━━━ Given records
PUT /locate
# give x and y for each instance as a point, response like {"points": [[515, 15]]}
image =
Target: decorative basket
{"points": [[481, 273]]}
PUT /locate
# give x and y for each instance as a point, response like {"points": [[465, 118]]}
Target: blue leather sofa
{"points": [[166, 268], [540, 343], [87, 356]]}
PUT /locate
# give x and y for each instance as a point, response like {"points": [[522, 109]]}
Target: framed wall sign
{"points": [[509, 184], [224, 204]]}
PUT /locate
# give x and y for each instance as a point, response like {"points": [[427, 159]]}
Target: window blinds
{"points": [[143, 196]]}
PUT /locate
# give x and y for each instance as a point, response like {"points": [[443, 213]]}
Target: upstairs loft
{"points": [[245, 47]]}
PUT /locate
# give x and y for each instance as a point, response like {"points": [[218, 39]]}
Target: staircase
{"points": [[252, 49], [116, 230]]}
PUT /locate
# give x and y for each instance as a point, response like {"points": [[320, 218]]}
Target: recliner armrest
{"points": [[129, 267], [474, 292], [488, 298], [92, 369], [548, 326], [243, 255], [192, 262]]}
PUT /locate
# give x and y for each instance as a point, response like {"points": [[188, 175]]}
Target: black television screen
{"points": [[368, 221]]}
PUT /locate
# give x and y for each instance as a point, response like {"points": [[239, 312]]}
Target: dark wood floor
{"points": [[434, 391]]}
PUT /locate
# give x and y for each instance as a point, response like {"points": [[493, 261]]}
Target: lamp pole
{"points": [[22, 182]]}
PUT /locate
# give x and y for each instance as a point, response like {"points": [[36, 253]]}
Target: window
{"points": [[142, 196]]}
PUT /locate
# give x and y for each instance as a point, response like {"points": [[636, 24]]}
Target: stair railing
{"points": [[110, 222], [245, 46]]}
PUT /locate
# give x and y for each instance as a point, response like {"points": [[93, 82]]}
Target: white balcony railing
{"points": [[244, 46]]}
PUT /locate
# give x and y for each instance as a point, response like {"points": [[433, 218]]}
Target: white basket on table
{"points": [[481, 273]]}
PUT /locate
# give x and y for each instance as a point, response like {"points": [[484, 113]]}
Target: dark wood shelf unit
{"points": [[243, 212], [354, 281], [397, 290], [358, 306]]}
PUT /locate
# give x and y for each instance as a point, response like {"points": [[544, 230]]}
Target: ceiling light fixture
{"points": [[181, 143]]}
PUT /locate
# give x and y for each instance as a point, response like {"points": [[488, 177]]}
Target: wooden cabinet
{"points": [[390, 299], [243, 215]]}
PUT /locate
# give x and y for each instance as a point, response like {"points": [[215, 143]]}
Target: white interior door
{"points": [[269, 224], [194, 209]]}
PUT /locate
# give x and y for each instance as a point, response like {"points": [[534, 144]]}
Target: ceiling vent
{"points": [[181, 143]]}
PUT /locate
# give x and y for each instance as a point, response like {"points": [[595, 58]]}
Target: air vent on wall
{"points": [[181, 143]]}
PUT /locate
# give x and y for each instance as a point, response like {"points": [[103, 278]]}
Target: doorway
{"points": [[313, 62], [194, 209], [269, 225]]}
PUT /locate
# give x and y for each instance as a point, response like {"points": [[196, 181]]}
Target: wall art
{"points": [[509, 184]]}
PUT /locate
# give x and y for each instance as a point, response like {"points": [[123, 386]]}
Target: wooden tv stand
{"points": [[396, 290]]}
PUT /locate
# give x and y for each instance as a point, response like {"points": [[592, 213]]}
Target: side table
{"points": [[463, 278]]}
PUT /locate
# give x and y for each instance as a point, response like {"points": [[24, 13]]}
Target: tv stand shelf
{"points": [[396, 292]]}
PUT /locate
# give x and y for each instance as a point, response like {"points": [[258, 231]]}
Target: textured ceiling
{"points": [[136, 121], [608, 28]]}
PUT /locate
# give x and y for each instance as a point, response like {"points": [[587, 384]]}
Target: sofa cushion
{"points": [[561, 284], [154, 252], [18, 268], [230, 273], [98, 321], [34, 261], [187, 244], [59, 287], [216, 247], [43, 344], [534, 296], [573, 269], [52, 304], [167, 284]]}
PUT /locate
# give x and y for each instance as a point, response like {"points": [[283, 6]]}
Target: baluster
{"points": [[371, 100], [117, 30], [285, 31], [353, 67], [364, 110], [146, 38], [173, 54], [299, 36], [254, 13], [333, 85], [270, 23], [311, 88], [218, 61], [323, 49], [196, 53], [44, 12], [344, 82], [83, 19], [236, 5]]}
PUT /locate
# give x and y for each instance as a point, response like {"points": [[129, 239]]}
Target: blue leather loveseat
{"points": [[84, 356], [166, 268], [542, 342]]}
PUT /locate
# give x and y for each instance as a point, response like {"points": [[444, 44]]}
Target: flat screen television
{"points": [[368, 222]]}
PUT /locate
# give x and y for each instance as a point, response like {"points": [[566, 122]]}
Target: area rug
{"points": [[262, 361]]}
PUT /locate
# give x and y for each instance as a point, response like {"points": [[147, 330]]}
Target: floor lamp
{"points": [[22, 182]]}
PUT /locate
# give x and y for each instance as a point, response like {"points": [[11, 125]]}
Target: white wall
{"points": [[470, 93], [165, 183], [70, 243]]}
━━━━━━
- _The request_
Copy out, unchanged, each line of the material above that contains the word "blue".

- _Task result_
Target: blue leather sofa
Target: blue leather loveseat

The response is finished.